INSTRUÇÕES DA TAREFA: Copie integralmente, sem qualquer alteração, o texto sobre a comunicação entre familiares e amigos.

TEXTO SELECIONADO:
/---

Na dimensão íntima, na vidinha da família e dos amigos, nunca gostamos de considerar a utilidade dos outros ou a nossa. Digamos que não é tão bonito, importa mais reivindicar afectos e outras fórmulas. A verdade é que existe um vampirismo a que podemos ser sujeitos na família e nas amizades em prol desse amor tão grande e que, de repente, se torna uma espécie de trabalho forçado. Faço isto porque me pedes; peço-te isto porque sei que farás melhor ou com maior facilidade do que eu.

Estes pequeno equívocos – com imensa importância, para não citar indevidamente Antonio Tabucchi – devem-se, em especial, à pobre e fraca comunicação entre familiares e amigos. Ficam sempre coisas por dizer; há sempre realidades por verbalizar. A frontalidade é relativa? Hoje, e sempre, terá sido assim. Afinal, fazemos cerimónia, não queremos discutir, é melhor calar, que importa agora ser totalmente transparente se isso só causará dissabores? E assim vamos vivendo, acumulando infelicidades junto das pessoas que mais queremos no mundo.

\---

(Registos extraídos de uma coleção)
/---

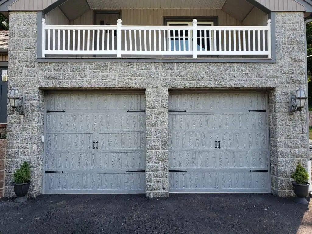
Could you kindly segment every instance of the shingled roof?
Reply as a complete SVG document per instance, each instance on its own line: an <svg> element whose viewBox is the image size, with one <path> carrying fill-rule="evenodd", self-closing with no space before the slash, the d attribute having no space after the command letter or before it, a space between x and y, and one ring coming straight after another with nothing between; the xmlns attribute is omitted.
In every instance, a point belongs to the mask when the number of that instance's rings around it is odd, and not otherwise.
<svg viewBox="0 0 312 234"><path fill-rule="evenodd" d="M0 50L7 50L9 47L9 31L0 30Z"/></svg>

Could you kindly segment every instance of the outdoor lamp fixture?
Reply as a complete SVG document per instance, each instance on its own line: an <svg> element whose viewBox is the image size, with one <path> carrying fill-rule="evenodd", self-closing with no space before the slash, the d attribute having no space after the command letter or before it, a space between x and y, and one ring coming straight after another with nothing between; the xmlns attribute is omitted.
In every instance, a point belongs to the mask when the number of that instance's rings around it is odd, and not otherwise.
<svg viewBox="0 0 312 234"><path fill-rule="evenodd" d="M7 19L4 21L2 21L1 23L4 26L7 27L7 26L9 25L9 19Z"/></svg>
<svg viewBox="0 0 312 234"><path fill-rule="evenodd" d="M301 87L296 91L295 96L289 96L289 114L293 115L295 111L300 111L305 105L308 98L305 90Z"/></svg>
<svg viewBox="0 0 312 234"><path fill-rule="evenodd" d="M10 105L15 111L21 112L22 115L25 114L25 96L23 95L23 96L21 97L18 90L16 88L13 88L10 91L7 98L10 102Z"/></svg>

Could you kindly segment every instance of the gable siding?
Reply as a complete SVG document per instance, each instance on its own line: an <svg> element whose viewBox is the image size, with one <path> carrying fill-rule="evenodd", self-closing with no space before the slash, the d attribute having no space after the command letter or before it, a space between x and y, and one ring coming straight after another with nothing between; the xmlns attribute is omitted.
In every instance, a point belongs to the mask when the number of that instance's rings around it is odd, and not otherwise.
<svg viewBox="0 0 312 234"><path fill-rule="evenodd" d="M243 21L243 25L266 25L268 24L268 15L256 7L252 10Z"/></svg>
<svg viewBox="0 0 312 234"><path fill-rule="evenodd" d="M240 25L239 21L220 9L114 9L121 11L122 24L128 25L162 25L164 16L218 16L220 25ZM195 17L196 18L196 17ZM93 10L90 10L71 22L73 25L93 24ZM116 22L116 24L117 22Z"/></svg>
<svg viewBox="0 0 312 234"><path fill-rule="evenodd" d="M47 24L67 25L70 24L69 21L58 7L46 14L45 19Z"/></svg>
<svg viewBox="0 0 312 234"><path fill-rule="evenodd" d="M295 0L256 0L271 11L304 11L305 7ZM9 6L10 11L41 11L57 0L17 0Z"/></svg>

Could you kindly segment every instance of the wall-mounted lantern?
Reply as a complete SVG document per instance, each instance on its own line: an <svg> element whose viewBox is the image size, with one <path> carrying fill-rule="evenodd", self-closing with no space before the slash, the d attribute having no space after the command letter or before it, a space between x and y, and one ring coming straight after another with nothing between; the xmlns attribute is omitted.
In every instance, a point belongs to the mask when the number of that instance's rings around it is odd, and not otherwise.
<svg viewBox="0 0 312 234"><path fill-rule="evenodd" d="M10 105L15 111L20 112L22 115L25 114L25 96L24 95L22 97L21 96L18 90L16 88L12 89L7 98L10 102Z"/></svg>
<svg viewBox="0 0 312 234"><path fill-rule="evenodd" d="M304 90L300 87L296 92L295 96L289 96L289 114L293 115L295 111L300 111L305 105L308 98Z"/></svg>

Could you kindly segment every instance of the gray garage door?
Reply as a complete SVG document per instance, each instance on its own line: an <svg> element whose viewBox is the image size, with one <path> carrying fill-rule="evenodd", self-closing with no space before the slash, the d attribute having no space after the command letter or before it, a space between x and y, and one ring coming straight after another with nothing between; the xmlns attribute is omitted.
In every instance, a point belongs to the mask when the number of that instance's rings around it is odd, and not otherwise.
<svg viewBox="0 0 312 234"><path fill-rule="evenodd" d="M145 192L145 97L60 93L46 100L46 193Z"/></svg>
<svg viewBox="0 0 312 234"><path fill-rule="evenodd" d="M169 191L270 192L266 94L171 93Z"/></svg>

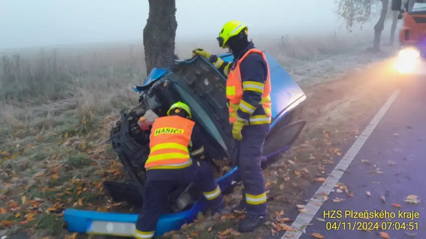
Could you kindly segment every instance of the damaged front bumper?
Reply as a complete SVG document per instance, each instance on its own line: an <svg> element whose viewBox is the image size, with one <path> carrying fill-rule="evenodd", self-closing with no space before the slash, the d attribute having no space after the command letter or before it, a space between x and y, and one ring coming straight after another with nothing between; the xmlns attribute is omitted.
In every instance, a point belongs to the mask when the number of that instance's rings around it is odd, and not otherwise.
<svg viewBox="0 0 426 239"><path fill-rule="evenodd" d="M238 167L219 179L217 183L224 191L237 178ZM192 222L206 206L204 198L198 200L189 210L162 215L157 224L156 235L179 230L185 223ZM95 211L67 209L64 221L71 232L92 235L105 235L133 237L137 214L101 212Z"/></svg>

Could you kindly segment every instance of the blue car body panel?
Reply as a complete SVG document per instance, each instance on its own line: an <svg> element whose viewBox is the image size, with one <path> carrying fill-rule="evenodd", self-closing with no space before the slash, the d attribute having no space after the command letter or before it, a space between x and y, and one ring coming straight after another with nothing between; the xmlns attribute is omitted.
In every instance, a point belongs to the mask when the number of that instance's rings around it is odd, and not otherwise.
<svg viewBox="0 0 426 239"><path fill-rule="evenodd" d="M273 58L265 53L271 71L272 92L271 97L272 101L273 122L271 129L273 129L280 120L286 115L286 113L304 101L306 96L300 87L291 79L289 75ZM233 56L230 53L226 53L218 56L224 60L232 61ZM207 61L207 60L206 60ZM186 61L190 62L191 59ZM176 64L179 61L176 61ZM168 74L170 68L154 68L143 85L145 86ZM135 91L140 91L137 88ZM283 149L284 150L289 147ZM267 156L267 155L265 155ZM218 179L218 183L222 191L225 190L234 180L238 174L238 168L232 171ZM184 224L190 223L196 218L198 213L202 210L205 206L205 199L202 198L196 203L187 211L173 214L162 215L158 220L156 235L162 235L165 233L172 230L178 230ZM69 231L78 233L91 233L92 225L95 221L105 221L114 223L126 222L135 223L138 217L137 214L127 214L111 212L100 212L73 209L67 209L64 213L64 220L67 223ZM129 232L128 236L131 237L132 232Z"/></svg>

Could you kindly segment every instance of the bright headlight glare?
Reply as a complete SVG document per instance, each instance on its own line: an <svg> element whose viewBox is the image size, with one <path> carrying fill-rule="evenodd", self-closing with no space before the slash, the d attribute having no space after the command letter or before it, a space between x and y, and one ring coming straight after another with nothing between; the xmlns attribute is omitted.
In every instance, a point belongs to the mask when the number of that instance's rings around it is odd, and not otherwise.
<svg viewBox="0 0 426 239"><path fill-rule="evenodd" d="M420 57L420 52L414 49L406 49L399 51L398 57L407 59L415 59Z"/></svg>

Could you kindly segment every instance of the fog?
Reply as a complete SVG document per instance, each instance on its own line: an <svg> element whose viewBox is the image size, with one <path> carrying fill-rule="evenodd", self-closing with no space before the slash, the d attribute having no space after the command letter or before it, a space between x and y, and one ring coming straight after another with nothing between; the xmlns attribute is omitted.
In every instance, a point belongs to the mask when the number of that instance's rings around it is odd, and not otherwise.
<svg viewBox="0 0 426 239"><path fill-rule="evenodd" d="M335 0L177 0L177 41L213 38L239 20L252 35L345 30ZM141 41L147 0L0 0L0 48Z"/></svg>

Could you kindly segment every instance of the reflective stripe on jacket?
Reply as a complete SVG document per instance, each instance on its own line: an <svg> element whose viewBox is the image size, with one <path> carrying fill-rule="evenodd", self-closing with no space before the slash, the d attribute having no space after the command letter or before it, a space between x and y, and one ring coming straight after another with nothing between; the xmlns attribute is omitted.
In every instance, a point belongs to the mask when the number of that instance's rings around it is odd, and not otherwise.
<svg viewBox="0 0 426 239"><path fill-rule="evenodd" d="M173 169L192 164L188 146L195 122L180 116L157 118L149 136L150 152L147 169Z"/></svg>
<svg viewBox="0 0 426 239"><path fill-rule="evenodd" d="M268 75L265 84L252 81L243 82L241 79L241 72L240 65L244 59L250 53L259 54L262 55L267 67ZM243 112L250 114L249 123L250 124L262 124L270 123L271 120L271 79L269 65L266 60L266 56L262 51L252 48L241 57L233 66L234 69L230 71L226 80L226 98L229 102L229 122L235 122L238 116L237 111L239 109ZM249 79L248 79L249 80ZM262 93L262 100L259 103L265 112L264 115L252 115L259 106L251 105L244 100L243 91L251 90Z"/></svg>

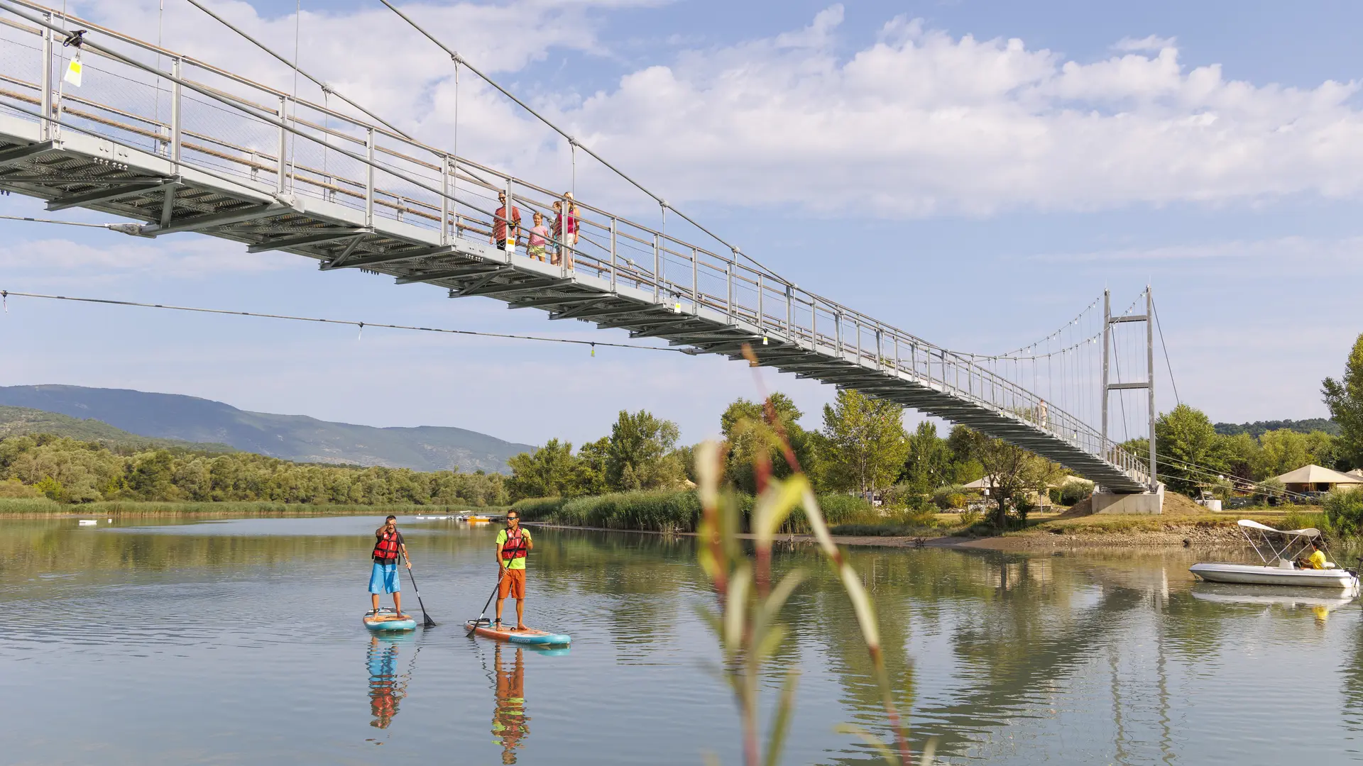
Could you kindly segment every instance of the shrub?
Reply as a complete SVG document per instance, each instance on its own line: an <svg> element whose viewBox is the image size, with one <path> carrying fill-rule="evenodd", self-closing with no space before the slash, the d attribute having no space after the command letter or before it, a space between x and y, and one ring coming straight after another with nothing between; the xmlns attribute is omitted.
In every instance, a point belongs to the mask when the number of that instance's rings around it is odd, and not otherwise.
<svg viewBox="0 0 1363 766"><path fill-rule="evenodd" d="M1058 506L1073 506L1075 503L1084 502L1085 497L1093 493L1092 481L1078 481L1070 480L1060 487L1051 488L1051 500Z"/></svg>
<svg viewBox="0 0 1363 766"><path fill-rule="evenodd" d="M27 484L19 481L18 478L7 478L0 481L0 497L38 497L41 493L29 487Z"/></svg>
<svg viewBox="0 0 1363 766"><path fill-rule="evenodd" d="M1330 530L1344 537L1359 534L1363 526L1363 489L1334 489L1322 504Z"/></svg>
<svg viewBox="0 0 1363 766"><path fill-rule="evenodd" d="M932 502L936 503L936 507L943 511L949 511L953 508L964 508L969 502L969 496L965 493L965 487L953 484L950 487L939 487L935 492L932 492Z"/></svg>
<svg viewBox="0 0 1363 766"><path fill-rule="evenodd" d="M34 489L45 495L50 500L61 499L61 482L50 476L44 476L42 481L33 485Z"/></svg>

\---

RESULTADO DA TAREFA:
Na dimensão íntima, na vidinha da família e dos amigos, nunca gostamos de considerar a utilidade dos outros ou a nossa. Digamos que não é tão bonito, importa mais reivindicar afectos e outras fórmulas. A verdade é que existe um vampirismo a que podemos ser sujeitos na família e nas amizades em prol desse amor tão grande e que, de repente, se torna uma espécie de trabalho forçado. Faço isto porque me pedes; peço-te isto porque sei que farás melhor ou com maior facilidade do que eu.

Estes pequeno equívocos – com imensa importância, para não citar indevidamente Antonio Tabucchi – devem-se, em especial, à pobre e fraca comunicação entre familiares e amigos. Ficam sempre coisas por dizer; há sempre realidades por verbalizar. A frontalidade é relativa? Hoje, e sempre, terá sido assim. Afinal, fazemos cerimónia, não queremos discutir, é melhor calar, que importa agora ser totalmente transparente se isso só causará dissabores? E assim vamos vivendo, acumulando infelicidades junto das pessoas que mais queremos no mundo.